* [GIVEN TASK A]: Reproduce the stretch of the Adirondacks weekend post from "When I came" through "at first sight.", word for word.

========================================

September 1, 2014

At Summer's End

We spent last weekend in Adirondacks, thanks to my mother- and father-in-laws who coordinated the entire trip. We hiked, ate good food, and enjoyed a scenic train ride, which my youngest son fondly called, a choo-choo ride.

When we finally arrived at our motel after four and a half hours of driving and a temper tantrum, our two year old niece burst into our room to welcome us. My boys joined her and together they ran in a circle shrieking, hardly able to contain their excitement for our vacation together. Then my sister- and brother-in-laws followed her into the room and gave us a hug. 

I've known them for thirteen years now - my sister- and brother-in-laws - even longer than I've known my husband, Steve. Back then we studied at a small state university in upstate NY.  A lot has changed since then.

When I came to this country thirteen years ago as an international student, my future brother-in-law, Jo was the one who came to pick me up at the airport. I had no idea one day that young man, who ushered me into this foreign land, would be my family.  

I met my sister-in-law, Elizabeth, through Jo shortly after, and we quickly became friends. We took psychology courses together and talked about our families. I was surprised we shared many of the same values despite our cultural differences. And through Elizabeth, I met her brother, Steve, the man I would marry in just four years. It was love at first sight.

========================================

* [GIVEN TASK B]: Transcribe, without any changes, the stretch of entries from the line that contains "Detect every overcast" through the line that contains "[[123, 122, 324, 266], [366, 49, 538, 233]]".

========================================

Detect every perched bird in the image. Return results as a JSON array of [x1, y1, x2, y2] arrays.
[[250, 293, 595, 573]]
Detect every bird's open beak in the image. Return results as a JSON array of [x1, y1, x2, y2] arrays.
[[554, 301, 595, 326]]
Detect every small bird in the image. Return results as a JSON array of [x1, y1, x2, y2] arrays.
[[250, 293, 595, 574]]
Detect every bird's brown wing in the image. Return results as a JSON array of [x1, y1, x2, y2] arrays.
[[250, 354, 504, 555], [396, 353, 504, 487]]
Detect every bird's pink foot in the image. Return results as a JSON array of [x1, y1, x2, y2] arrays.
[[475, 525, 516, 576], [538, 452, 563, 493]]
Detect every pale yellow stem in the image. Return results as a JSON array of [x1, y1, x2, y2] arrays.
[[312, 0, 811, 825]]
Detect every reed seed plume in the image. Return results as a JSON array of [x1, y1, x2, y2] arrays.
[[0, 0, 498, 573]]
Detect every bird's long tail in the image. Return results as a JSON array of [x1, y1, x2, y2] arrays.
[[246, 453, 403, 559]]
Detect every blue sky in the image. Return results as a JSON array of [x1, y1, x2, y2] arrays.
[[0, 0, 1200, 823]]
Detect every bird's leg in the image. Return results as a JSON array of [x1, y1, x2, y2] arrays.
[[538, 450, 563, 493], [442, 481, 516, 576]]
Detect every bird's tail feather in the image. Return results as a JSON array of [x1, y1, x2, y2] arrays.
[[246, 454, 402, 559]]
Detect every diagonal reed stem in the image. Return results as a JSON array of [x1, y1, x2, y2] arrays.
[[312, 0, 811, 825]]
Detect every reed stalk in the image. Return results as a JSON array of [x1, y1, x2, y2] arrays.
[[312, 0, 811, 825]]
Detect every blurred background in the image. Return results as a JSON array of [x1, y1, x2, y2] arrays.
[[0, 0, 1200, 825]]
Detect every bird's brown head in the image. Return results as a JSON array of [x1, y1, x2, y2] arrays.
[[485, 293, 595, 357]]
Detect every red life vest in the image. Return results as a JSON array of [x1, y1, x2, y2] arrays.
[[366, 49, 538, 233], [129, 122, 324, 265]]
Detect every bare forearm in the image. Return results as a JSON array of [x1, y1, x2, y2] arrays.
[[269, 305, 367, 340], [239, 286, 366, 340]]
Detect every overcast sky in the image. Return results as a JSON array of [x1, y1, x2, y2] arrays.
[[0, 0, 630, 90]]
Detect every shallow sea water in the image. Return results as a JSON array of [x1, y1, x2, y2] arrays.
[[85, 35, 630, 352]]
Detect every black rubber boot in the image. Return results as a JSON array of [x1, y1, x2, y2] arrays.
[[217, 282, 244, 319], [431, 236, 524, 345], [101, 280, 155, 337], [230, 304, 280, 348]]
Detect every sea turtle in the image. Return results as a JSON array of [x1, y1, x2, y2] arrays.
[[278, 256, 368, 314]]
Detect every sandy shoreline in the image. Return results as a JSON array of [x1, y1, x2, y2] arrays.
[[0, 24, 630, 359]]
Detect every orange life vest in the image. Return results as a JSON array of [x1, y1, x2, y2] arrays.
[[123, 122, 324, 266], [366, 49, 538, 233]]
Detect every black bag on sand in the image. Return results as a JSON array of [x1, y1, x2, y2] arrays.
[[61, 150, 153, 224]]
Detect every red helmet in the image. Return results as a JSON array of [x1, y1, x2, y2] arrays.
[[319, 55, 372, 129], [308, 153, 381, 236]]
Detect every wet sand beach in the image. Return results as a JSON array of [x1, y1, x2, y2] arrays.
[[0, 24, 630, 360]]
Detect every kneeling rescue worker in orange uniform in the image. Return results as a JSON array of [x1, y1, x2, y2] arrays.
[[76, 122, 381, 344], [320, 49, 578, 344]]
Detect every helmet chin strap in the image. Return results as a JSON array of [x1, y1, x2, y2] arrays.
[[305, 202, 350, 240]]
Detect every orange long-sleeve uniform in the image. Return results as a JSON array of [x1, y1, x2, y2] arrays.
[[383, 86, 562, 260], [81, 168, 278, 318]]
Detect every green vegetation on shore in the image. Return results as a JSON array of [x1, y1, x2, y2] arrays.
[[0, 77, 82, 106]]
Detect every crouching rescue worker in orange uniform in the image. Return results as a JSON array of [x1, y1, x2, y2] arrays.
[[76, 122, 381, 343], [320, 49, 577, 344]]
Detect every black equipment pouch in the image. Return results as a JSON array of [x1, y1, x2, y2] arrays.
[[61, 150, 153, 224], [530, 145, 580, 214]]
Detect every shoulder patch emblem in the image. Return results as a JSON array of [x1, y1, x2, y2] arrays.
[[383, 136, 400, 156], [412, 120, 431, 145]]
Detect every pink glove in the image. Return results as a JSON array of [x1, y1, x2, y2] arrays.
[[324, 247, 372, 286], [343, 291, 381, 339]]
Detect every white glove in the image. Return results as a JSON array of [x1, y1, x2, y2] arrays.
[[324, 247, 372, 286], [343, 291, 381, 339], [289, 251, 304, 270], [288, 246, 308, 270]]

========================================

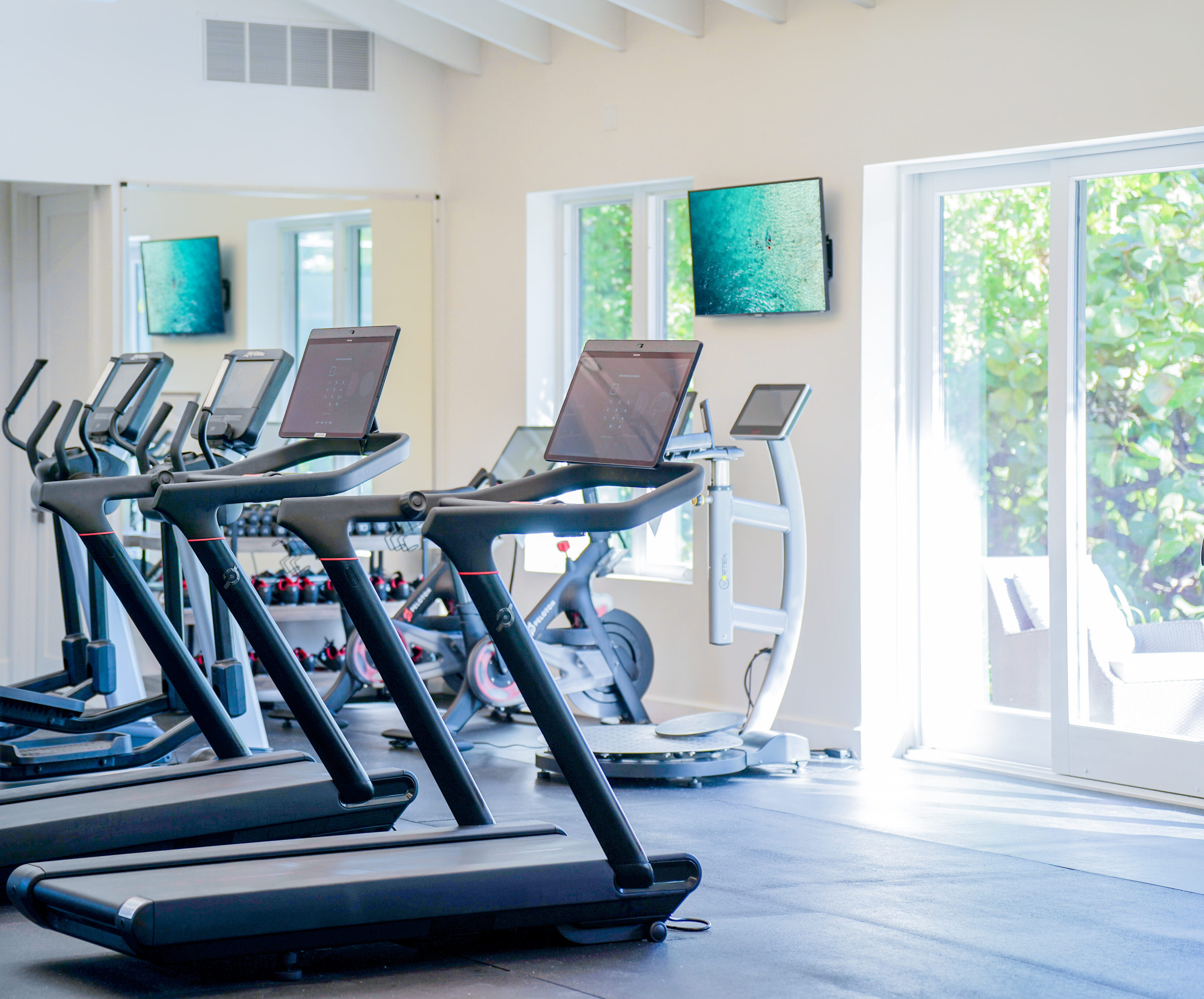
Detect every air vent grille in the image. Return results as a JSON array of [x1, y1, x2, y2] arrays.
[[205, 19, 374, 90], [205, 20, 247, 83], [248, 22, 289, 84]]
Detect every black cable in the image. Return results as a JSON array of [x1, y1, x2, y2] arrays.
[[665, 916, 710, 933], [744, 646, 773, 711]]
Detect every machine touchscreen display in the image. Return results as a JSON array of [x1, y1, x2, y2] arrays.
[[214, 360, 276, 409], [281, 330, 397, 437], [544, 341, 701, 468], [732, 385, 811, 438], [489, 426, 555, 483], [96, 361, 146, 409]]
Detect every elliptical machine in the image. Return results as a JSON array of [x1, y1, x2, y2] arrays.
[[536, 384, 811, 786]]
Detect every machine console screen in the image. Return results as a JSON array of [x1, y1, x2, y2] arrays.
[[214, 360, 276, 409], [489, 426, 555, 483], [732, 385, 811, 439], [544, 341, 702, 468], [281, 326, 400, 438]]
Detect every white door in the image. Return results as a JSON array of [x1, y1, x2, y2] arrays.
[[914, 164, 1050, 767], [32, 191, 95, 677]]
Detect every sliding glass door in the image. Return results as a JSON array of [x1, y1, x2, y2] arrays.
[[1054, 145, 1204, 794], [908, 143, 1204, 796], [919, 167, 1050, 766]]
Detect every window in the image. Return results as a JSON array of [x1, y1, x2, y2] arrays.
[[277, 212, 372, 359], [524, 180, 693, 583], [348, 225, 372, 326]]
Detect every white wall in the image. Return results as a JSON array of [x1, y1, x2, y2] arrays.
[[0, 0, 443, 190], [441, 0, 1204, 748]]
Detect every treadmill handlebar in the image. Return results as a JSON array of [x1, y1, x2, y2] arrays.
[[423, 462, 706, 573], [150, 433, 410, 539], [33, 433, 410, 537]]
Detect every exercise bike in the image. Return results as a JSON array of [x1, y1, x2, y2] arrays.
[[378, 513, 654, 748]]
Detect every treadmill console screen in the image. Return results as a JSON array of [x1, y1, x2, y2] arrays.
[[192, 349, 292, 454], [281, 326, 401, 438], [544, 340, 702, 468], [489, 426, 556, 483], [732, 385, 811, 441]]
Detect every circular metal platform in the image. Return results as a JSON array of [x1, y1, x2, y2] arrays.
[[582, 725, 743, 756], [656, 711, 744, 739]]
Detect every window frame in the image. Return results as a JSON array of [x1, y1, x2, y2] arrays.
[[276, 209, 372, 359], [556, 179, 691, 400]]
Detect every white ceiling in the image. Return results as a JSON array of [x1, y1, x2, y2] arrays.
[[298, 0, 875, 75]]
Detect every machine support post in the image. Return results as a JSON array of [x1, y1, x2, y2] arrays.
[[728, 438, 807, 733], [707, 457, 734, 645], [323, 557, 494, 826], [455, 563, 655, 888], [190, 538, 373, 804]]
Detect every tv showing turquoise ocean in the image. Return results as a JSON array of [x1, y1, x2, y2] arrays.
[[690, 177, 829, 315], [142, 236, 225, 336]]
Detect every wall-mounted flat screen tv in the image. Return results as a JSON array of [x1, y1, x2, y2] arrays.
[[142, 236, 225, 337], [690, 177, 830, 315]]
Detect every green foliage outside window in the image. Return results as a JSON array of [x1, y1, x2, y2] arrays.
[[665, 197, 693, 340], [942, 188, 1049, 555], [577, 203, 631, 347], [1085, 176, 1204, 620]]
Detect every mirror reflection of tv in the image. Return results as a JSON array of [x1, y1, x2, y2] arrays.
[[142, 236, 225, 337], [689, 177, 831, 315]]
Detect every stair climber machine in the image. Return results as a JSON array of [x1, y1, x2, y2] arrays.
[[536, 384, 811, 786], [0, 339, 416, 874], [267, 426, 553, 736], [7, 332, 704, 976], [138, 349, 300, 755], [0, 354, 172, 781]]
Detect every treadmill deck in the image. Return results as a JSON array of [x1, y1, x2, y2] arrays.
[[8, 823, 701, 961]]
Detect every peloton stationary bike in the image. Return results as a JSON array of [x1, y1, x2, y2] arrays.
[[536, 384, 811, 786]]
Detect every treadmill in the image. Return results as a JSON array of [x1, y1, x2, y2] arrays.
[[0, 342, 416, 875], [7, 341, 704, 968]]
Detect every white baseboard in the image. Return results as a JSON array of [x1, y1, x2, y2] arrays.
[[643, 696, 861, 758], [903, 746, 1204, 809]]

========================================

* [EXPECTED ANSWER A]:
When I came to this country thirteen years ago as an international student, my future brother-in-law, Jo was the one who came to pick me up at the airport. I had no idea one day that young man, who ushered me into this foreign land, would be my family.  

I met my sister-in-law, Elizabeth, through Jo shortly after, and we quickly became friends. We took psychology courses together and talked about our families. I was surprised we shared many of the same values despite our cultural differences. And through Elizabeth, I met her brother, Steve, the man I would marry in just four years. It was love at first sight.

* [EXPECTED ANSWER B]:
Detect every overcast sky in the image. Return results as a JSON array of [x1, y1, x2, y2] arrays.
[[0, 0, 630, 90]]
Detect every shallow sea water in the image. Return results as a JSON array of [x1, y1, x2, y2] arrays.
[[85, 35, 630, 352]]
Detect every black rubber boot in the image. Return results as a JSON array of [x1, y1, x2, y2] arrays.
[[217, 282, 244, 319], [431, 236, 524, 345], [101, 280, 155, 337], [230, 304, 280, 348]]
Detect every sea turtle in the image. Return results as a JSON array of [x1, y1, x2, y2] arrays.
[[278, 256, 368, 314]]
Detect every sandy shoreline in the image. Return results as a JSON array of [x1, y1, x2, y2] arrays.
[[0, 24, 630, 359]]
Detect every orange life vest in the image. Return results as a JSON array of [x1, y1, x2, y2] arrays.
[[123, 122, 324, 266], [366, 49, 538, 233]]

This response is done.